Secured vs. Unsecured Credit Cards: What’s the Difference?
Selecting a credit card isn’t always easy. There are plenty of cards out there provided by tons of different lenders, so it’s easy to ask yourself “Which credit card is right for me?!”
Before you make that decision, it’s important to understand credit cards fall into 2 different buckets - secured and unsecured.
Between unsecured and secured credit cards, one has higher approval odds even if you have a low credit score, and the other offers lower interest rates with great reward perks. Can you tell which one offers which? Luckily, you won’t have to guess!
Since I’ve had my fair share of experience with credit cards, and I’ll share the key differences between the two and what to prepare for so you can determine which card is right for you.
here's what we'll cover
what is a secured credit card?
Secured credit cards operate the same as regular credit cards but are backed by collateral. This means you need to make a security deposit with cash to open the credit card account and the lender holds on to that deposit.

* _Entries_:
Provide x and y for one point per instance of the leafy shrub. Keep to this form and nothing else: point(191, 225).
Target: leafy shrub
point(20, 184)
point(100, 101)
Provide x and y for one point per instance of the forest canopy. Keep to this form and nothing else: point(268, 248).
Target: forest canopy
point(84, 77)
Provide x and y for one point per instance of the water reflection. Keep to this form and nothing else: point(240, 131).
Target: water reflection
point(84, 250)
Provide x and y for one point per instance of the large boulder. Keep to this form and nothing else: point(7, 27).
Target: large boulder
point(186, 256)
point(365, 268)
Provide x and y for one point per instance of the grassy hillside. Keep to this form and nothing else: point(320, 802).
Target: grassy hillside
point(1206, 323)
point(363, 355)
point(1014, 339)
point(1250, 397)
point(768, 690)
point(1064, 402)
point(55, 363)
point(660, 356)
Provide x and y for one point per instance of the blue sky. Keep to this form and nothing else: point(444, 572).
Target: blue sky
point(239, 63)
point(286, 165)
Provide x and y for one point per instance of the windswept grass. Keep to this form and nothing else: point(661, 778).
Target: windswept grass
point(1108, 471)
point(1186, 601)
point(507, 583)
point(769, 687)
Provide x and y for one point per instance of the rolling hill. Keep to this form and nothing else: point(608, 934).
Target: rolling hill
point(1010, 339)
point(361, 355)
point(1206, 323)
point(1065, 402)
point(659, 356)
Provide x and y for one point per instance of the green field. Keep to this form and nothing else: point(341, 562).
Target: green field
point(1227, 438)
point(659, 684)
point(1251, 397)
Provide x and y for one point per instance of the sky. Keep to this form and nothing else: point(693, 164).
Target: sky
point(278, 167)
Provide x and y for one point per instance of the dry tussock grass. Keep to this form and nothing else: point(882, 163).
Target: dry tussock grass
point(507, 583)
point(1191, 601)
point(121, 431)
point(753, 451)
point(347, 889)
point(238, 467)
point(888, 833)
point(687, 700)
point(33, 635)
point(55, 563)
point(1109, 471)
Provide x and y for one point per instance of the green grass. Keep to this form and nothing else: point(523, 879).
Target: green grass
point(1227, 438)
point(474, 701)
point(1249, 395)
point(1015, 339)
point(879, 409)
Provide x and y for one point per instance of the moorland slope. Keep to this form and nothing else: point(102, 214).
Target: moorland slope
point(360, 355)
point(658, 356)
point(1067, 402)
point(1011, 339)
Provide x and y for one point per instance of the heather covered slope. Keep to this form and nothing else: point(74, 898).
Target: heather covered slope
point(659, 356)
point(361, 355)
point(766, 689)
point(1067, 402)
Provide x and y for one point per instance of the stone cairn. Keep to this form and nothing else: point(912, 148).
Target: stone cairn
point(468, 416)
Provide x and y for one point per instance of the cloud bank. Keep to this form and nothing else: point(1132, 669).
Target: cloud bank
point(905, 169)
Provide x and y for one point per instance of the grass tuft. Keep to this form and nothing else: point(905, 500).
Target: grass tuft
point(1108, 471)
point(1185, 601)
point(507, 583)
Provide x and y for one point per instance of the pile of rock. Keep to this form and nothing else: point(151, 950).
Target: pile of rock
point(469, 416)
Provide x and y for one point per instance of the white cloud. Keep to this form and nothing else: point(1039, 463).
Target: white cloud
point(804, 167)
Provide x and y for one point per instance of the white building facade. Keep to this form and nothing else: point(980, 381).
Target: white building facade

* _Exercise directions_: Quote the secured versus unsecured credit cards text above in full, word for word.

* _Result of the exercise_:
Secured vs. Unsecured Credit Cards: What’s the Difference?
Selecting a credit card isn’t always easy. There are plenty of cards out there provided by tons of different lenders, so it’s easy to ask yourself “Which credit card is right for me?!”
Before you make that decision, it’s important to understand credit cards fall into 2 different buckets - secured and unsecured.
Between unsecured and secured credit cards, one has higher approval odds even if you have a low credit score, and the other offers lower interest rates with great reward perks. Can you tell which one offers which? Luckily, you won’t have to guess!
Since I’ve had my fair share of experience with credit cards, and I’ll share the key differences between the two and what to prepare for so you can determine which card is right for you.
here's what we'll cover
what is a secured credit card?
Secured credit cards operate the same as regular credit cards but are backed by collateral. This means you need to make a security deposit with cash to open the credit card account and the lender holds on to that deposit.